===== DATA FOR THE TASK =====

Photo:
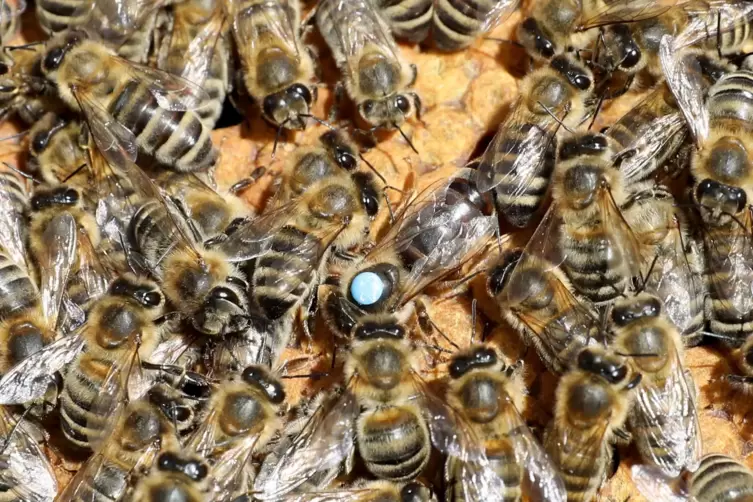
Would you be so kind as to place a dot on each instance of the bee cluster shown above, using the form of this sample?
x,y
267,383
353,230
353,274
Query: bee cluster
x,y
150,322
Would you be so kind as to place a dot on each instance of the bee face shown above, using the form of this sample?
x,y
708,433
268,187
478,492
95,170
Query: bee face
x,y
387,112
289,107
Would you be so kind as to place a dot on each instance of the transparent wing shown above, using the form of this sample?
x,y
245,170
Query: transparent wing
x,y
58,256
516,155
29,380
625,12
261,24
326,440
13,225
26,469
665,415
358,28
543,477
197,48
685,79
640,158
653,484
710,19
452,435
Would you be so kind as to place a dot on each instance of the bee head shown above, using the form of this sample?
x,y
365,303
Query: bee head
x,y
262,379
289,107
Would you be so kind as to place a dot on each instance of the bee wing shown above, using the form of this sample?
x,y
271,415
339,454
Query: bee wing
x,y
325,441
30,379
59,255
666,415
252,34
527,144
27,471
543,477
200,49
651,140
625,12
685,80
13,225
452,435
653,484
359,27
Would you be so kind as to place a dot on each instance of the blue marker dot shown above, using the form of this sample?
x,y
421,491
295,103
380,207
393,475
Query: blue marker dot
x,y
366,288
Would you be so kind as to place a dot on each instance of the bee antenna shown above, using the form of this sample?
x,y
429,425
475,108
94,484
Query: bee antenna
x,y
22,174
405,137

=====
===== DATA FOR THE TASK =====

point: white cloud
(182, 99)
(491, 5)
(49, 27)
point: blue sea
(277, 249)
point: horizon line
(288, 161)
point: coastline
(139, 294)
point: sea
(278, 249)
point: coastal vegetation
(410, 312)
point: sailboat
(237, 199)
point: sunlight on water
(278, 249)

=====

PROBLEM STATEMENT :: Your task is to copy every line of the entries that contains the string "this".

REPLY TO THE TASK ::
Would you be so kind as to place a dot on each instance of the bee cluster shown above, using the form of this sample?
Would you be so kind as to place a dot on each instance of the bee face shown above, using the form of this sample?
Would you be so kind as to place a dot on each instance of the transparent wing shown above, using the form of this sample?
Would you be so kind as to place a dot on each instance of the bee head shown above, using the form of this sample?
Would you be so kind as to place a dot on each instance of the bee wing shown above, using the form of this sample?
Would you be so kind as to place a dot on each instance of the blue marker dot shown above, using the form of this sample?
Would you be so kind as to place a dot on each instance of the bee antenna shown above, using the form of this sample?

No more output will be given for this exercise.